EXERCISE: Report every line of the items below that contains the word "ceiling".

───── MATERIAL SHOWN

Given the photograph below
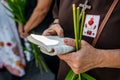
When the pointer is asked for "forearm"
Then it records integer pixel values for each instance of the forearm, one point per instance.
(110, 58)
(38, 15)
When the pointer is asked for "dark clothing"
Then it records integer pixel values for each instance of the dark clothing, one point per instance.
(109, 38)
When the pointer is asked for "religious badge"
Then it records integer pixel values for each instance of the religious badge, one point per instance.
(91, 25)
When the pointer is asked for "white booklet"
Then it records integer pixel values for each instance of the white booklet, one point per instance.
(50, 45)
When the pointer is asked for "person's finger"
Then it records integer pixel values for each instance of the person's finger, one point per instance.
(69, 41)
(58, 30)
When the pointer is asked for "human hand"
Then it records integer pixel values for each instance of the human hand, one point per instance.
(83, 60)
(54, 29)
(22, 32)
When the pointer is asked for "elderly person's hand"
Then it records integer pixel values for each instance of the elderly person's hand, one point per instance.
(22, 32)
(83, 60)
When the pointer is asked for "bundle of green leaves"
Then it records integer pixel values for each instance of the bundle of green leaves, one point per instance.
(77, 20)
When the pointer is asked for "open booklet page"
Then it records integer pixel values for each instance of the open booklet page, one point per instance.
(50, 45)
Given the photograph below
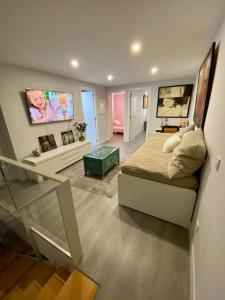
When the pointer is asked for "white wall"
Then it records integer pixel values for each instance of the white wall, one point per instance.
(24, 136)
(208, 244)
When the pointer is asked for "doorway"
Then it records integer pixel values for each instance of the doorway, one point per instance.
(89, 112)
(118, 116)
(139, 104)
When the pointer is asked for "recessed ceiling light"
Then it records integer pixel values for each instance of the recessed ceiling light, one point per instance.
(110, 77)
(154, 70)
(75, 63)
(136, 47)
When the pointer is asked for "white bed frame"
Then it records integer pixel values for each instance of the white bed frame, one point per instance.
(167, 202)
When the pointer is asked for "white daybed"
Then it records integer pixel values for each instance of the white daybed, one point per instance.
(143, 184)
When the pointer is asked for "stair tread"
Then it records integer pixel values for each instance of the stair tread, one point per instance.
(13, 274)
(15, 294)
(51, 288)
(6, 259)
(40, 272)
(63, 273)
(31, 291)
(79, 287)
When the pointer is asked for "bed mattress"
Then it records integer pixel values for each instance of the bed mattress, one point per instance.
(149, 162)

──────────
───── MATERIAL SHOWN

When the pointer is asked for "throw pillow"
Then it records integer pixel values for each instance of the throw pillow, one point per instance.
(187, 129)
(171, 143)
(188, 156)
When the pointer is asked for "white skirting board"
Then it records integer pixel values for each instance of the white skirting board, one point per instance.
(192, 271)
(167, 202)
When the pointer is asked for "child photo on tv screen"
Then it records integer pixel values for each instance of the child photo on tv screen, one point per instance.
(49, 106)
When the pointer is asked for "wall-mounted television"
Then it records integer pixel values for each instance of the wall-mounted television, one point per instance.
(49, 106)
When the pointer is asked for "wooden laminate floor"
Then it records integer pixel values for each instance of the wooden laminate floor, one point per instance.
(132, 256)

──────────

WRITTEN ANSWER:
When the pointer is asked for "recessed ceiling light"
Then it records integer pixel values for each instance of the recessed ceiling light, one point per instance.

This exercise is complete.